STATED GOAL A: From the article on system design interviews, list every ability that the article says the interview assesses instead of a perfect solution.
STATED GOAL B: Reproduce word for word the passage of the article on system design interviews starting with "The system design interview evaluates" and going on through "design interview framework?".

EXCERPT PROVIDED:

#####

How to Answer System Design Questions

How to Answer System Design Questions was originally published on Exponent.

How to Answer System Design Questions

What’s the purpose of the system design interview?

The system design interview evaluates your ability to design a system or architecture to solve a complex problem in a semi-real-world setting.

It does not aim to test your ability to create a 100% perfect solution but instead assesses your ability to:

  • design the blueprint of the architecture,
  • analyze a complex problem,
  • discuss multiple solutions,
  • and weigh the pros and cons to reach a workable solution.

This interview, together with the manager or behavioral interview, is often used to determine the level at which you will be hired.

This lesson focuses on the framework for the system design interview.

Why use a system design interview framework?

Unlike a coding interview, a system design interview usually involves open-ended design problems.

If it takes a team of engineers years to build a solution to a problem, how can one design a complicated system within 45 minutes?

We need to allocate our time wisely and focus on the essential aspects of the design under tight time pressure. We must define the proper scope by clarifying the use cases.

An experienced candidate would not only show how they envision the design at a higher level but also demonstrate the ability to dive deep to address realistic constraints and tricky operational scenarios.

We also aim to maintain a clear communication style so that our interviewers understand why we want to spend time in certain areas and have a clear picture of our path forward.

Establishing a system design interview framework helps us:

  • better manage our time,
  • reinforce our communication with the interviewer,
  • and lead the discussion toward a productive outcome.

Once you are familiar with the framework, you can apply it every time you encounter a system design interview.

Anatomy of a system design interview

A system design interview typically consists of 5 steps:

  • Step 1: Define the problem space. Here, we understand the problem and define the scope of the design.

#####

DATASET ENTRIES:

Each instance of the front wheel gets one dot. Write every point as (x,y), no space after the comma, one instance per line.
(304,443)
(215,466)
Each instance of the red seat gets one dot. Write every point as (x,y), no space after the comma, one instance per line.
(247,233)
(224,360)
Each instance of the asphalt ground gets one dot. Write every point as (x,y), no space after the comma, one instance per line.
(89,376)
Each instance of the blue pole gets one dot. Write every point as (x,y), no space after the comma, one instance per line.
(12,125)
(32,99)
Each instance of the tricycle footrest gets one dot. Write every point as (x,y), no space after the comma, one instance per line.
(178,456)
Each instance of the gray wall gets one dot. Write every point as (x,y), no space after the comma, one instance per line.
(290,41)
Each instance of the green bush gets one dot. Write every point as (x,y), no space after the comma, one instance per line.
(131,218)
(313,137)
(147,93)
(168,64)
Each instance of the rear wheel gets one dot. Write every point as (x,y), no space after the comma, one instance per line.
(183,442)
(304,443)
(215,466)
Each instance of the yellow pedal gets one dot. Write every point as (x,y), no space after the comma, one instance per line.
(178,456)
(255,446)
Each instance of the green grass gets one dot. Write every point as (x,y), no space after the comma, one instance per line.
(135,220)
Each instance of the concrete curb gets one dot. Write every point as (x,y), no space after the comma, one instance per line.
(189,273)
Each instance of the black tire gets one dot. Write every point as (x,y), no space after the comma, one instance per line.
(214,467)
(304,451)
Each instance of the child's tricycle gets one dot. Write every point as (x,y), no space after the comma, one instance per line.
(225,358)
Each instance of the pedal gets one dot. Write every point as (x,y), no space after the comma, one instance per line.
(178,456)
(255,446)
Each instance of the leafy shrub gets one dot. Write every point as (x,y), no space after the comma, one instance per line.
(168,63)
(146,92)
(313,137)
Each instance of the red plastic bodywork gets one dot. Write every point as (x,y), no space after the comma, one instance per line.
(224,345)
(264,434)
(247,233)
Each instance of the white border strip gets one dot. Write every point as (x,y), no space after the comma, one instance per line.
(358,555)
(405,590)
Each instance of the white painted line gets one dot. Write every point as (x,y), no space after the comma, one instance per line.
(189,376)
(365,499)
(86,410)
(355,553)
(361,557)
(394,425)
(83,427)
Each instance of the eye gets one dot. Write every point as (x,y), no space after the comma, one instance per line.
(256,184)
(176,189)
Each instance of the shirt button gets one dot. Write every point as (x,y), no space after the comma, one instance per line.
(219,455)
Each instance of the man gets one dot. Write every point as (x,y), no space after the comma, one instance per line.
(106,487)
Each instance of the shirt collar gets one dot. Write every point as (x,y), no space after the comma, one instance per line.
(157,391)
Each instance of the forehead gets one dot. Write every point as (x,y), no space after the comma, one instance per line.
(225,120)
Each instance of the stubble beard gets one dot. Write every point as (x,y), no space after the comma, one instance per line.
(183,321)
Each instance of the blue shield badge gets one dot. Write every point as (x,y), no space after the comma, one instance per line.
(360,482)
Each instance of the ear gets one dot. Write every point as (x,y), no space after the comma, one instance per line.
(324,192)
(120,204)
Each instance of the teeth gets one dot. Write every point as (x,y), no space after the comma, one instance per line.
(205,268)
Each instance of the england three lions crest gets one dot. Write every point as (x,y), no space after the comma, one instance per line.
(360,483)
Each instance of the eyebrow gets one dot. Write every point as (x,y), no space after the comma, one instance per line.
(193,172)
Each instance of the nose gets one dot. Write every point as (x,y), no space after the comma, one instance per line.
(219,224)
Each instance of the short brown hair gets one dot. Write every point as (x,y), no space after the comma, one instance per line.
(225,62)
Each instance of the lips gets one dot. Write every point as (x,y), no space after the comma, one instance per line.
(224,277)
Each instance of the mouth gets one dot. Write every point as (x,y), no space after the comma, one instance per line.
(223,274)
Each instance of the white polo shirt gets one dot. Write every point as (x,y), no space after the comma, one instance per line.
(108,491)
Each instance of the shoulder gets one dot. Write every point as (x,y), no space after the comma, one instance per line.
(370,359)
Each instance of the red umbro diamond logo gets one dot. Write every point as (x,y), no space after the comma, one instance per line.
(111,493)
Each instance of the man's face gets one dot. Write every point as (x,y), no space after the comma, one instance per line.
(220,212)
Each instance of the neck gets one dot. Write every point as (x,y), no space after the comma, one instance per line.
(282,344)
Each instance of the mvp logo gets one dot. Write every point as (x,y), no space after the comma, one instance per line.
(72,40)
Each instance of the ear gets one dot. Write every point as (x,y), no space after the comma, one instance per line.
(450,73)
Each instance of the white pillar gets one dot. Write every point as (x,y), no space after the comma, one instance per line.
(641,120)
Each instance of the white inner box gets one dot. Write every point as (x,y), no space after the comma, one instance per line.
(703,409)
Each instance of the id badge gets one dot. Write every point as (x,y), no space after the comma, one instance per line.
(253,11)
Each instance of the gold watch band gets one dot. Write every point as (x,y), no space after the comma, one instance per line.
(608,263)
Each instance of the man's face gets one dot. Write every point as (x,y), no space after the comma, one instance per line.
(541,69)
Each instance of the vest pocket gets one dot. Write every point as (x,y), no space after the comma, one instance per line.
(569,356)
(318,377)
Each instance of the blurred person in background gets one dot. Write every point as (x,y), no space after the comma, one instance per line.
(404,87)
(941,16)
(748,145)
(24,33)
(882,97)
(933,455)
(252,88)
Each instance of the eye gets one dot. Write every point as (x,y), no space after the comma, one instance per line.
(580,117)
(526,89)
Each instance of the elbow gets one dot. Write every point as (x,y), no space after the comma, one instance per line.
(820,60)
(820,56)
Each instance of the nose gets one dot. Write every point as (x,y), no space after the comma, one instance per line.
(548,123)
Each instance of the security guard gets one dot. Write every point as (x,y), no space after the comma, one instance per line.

#####

TASK SOLUTION A:
- Design the blueprint of the architecture
- Analyze a complex problem
- Discuss multiple solutions
- Weigh the pros and cons to reach a workable solution

TASK SOLUTION B:
The system design interview evaluates your ability to design a system or architecture to solve a complex problem in a semi-real-world setting.

It does not aim to test your ability to create a 100% perfect solution but instead assesses your ability to:

  • design the blueprint of the architecture,
  • analyze a complex problem,
  • discuss multiple solutions,
  • and weigh the pros and cons to reach a workable solution.

This interview, together with the manager or behavioral interview, is often used to determine the level at which you will be hired.

This lesson focuses on the framework for the system design interview.

Why use a system design interview framework?